- **Aim of the task**: Word for word, restate each of the records below.

- **Exercise materials**:
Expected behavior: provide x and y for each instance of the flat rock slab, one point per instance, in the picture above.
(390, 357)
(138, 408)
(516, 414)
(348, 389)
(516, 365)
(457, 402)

- **Answer below**:
Expected behavior: provide x and y for each instance of the flat rock slab, one point per instance, in the picture above.
(390, 357)
(138, 408)
(516, 414)
(348, 389)
(516, 365)
(457, 402)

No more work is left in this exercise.